- [EXTRACT PROVIDED]:
Demand for Teck Resources Ltd.’s metallurgical coal remains strong and the FOB price has risen from $356 per metric ton (mt) at the end of December to $445/mt. At the same time, record high met coal inventories at its mines are expected to result in sales exceeding production by 1.2 million to 1.5 million mt in 2022. The strong pricing environment and increased sales volumes should result in strong cash flow in the first half of 2022, the company said.
Weather conditions continued to negatively affect infrastructure recovery efforts in British Columbia. Interruptions and substantial reductions to rail service and port activities persisted from mid-November into the first two weeks of January as extreme cold-weather conditions followed heavy rains and mudslides, which affected critical transportation corridors. The provincial state of emergency declared on November 17 was lifted on January 18.
As a result, Teck said its realized fourth-quarter coking coal sales were 5.1 million mt, slightly below the low end of the company’s previously revised guidance of 5.2 million to 5.7 million mt. For 2021, Teck’s coking coal production was 24.6 million mt. Strong logistics chain performance leading up to the heavy rain events, including at an expanded Neptune port facility, resulted in historically low coking coal inventories at the company’s operations, mitigating impacts on production volumes, according to the company.
Ongoing weather-related logistics challenges have continued through January and coking coal inventories at the mines are currently near record-high levels. The company said further transportation disruptions have the potential to require production cutbacks to manage inventory levels. The Canadian railways serving the district have reported meaningful progress on recovery in mid-January, with demonstrable improvements in rail shipments. The company said it expects to substantially recover delayed fourth quarter sales in the first half of 2022.
The company said a recent surge in COVID-19 cases also has the potential to derail operations. An increase in cases in southeastern British Columbia has resulted in rising absenteeism at Teck’s coking coal operations in the Elk Valley. While the absenteeism has so far not had a major impact on production, the situation poses a risk to Q1 2022 production. However, in recent days, the company said it has seen some improvement, with the number of employees returning from COVID-19 isolation exceeding the number of new cases.

- [LIST OF TASKS]:
1. According to the article about Teck's coal, on what date was the provincial state of emergency in British Columbia lifted?
2. Transcribe the article about Teck's coal from "As a result, Teck" to "to the company.".
Rely only on the article about Teck's coal for what comes next.

- [Point localization data]:
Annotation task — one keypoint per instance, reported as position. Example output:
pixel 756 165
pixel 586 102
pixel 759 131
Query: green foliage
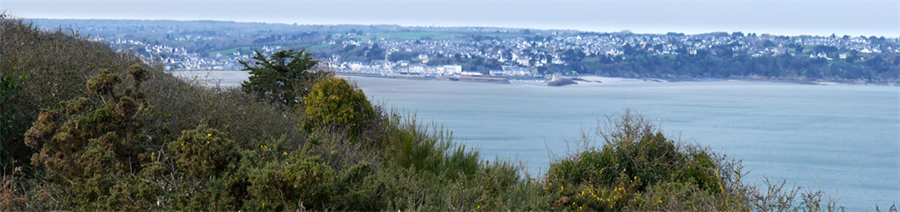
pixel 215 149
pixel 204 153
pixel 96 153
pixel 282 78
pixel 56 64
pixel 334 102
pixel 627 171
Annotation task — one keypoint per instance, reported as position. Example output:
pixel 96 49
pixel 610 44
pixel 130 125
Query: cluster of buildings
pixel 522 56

==

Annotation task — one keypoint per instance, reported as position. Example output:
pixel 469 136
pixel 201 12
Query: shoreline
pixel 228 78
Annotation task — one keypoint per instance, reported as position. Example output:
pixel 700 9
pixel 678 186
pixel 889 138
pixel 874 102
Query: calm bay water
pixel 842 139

- [RESPONSES TO THE TASKS]:
1. January 18

2.
As a result, Teck said its realized fourth-quarter coking coal sales were 5.1 million mt, slightly below the low end of the company’s previously revised guidance of 5.2 million to 5.7 million mt. For 2021, Teck’s coking coal production was 24.6 million mt. Strong logistics chain performance leading up to the heavy rain events, including at an expanded Neptune port facility, resulted in historically low coking coal inventories at the company’s operations, mitigating impacts on production volumes, according to the company.